[The request]
Convert the listing below into a Markdown table with two columns, No. and Entry. Put each line's number in No. and its text in Entry, and omit blank lines.

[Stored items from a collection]

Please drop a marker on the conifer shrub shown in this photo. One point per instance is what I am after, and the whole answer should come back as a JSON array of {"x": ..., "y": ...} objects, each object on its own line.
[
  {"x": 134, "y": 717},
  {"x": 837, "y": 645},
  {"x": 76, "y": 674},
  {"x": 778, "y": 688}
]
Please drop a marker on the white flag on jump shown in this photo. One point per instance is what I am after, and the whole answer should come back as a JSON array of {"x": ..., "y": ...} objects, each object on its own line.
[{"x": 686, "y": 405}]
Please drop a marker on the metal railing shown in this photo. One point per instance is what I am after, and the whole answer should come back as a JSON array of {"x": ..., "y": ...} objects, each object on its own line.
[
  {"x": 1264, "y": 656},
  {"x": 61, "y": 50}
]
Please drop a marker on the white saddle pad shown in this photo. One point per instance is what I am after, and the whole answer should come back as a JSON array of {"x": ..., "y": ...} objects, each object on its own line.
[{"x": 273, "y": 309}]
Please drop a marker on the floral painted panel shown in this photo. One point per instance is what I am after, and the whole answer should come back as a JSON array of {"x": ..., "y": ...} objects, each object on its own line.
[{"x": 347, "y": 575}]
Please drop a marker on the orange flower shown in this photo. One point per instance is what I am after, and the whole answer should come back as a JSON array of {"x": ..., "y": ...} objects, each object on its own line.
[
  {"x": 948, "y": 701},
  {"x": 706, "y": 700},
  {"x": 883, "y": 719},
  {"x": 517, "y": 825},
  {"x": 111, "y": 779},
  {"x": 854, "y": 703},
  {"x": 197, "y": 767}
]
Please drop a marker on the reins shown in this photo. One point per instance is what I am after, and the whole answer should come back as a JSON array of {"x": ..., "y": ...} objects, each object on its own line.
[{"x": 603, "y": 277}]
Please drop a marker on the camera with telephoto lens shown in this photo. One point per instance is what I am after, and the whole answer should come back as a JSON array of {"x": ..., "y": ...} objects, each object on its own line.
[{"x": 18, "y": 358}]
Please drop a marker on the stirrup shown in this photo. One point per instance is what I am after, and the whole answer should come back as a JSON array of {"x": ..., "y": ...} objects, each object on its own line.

[Solution for this problem]
| No. | Entry |
|---|---|
| 1 | Please drop a marker on the conifer shrub shown in this photo. One point per instance is what I am after, and the whole answer should come back as a JSON array of {"x": ..., "y": ...} objects, each object on its own line. |
| 2 | [ |
| 3 |   {"x": 134, "y": 717}, |
| 4 |   {"x": 837, "y": 645}, |
| 5 |   {"x": 76, "y": 674}, |
| 6 |   {"x": 778, "y": 688} |
| 7 | ] |
| 8 | Please drop a marker on the white flag on jump shown in this photo. One point per instance is what I am after, and the whole answer should come back as a JSON array of {"x": ..., "y": ...} objects, each object on its own line. |
| 9 | [{"x": 686, "y": 405}] |
| 10 | Please drop a marker on the metal railing shown in this photo. One point per instance is what I am after, and the whole answer should come back as a JSON array of {"x": ..., "y": ...} objects, each object on its own line. |
| 11 | [ |
| 12 |   {"x": 1264, "y": 656}, |
| 13 |   {"x": 61, "y": 50} |
| 14 | ] |
| 15 | Please drop a marker on the white saddle pad shown in this photo. One point per instance is what I am after, and the whole answer should come back as a JSON array of {"x": ..., "y": ...} objects, each object on its own line. |
| 16 | [{"x": 273, "y": 309}] |
| 17 | Please drop a marker on the floral painted panel shown in this photo. One point per instance is what I am after, and the whole answer should come back as a JSON array of {"x": ..., "y": ...} objects, each object on its own line. |
| 18 | [{"x": 347, "y": 575}] |
| 19 | Please drop a marker on the orange flower shown in this photo. One point per instance is what I am after, and the whole answer should come back as a JSON array of {"x": ..., "y": ...} objects, each object on its own line. |
| 20 | [ |
| 21 |   {"x": 948, "y": 701}, |
| 22 |   {"x": 706, "y": 700}, |
| 23 |   {"x": 883, "y": 719}, |
| 24 |   {"x": 517, "y": 825}, |
| 25 |   {"x": 111, "y": 779}, |
| 26 |   {"x": 854, "y": 703}, |
| 27 |   {"x": 197, "y": 767} |
| 28 | ] |
| 29 | Please drop a marker on the reins shown in this photo. One point per instance is what I am after, and the whole answer should come back as a JSON array of {"x": ..., "y": ...} objects, each object on its own line. |
| 30 | [{"x": 603, "y": 277}] |
| 31 | Please drop a marker on the camera with telephoto lens shown in this photo. One point per instance is what I am after, and the whole answer should come back as a JSON array of {"x": ..., "y": ...} objects, each object on its own line. |
| 32 | [{"x": 18, "y": 358}] |
| 33 | Please drop a marker on the stirrup shown in this photo. One point per instance is what I am after, and the whole answer should come back as a JSON array of {"x": ..., "y": ...} objects, each object on its own line. |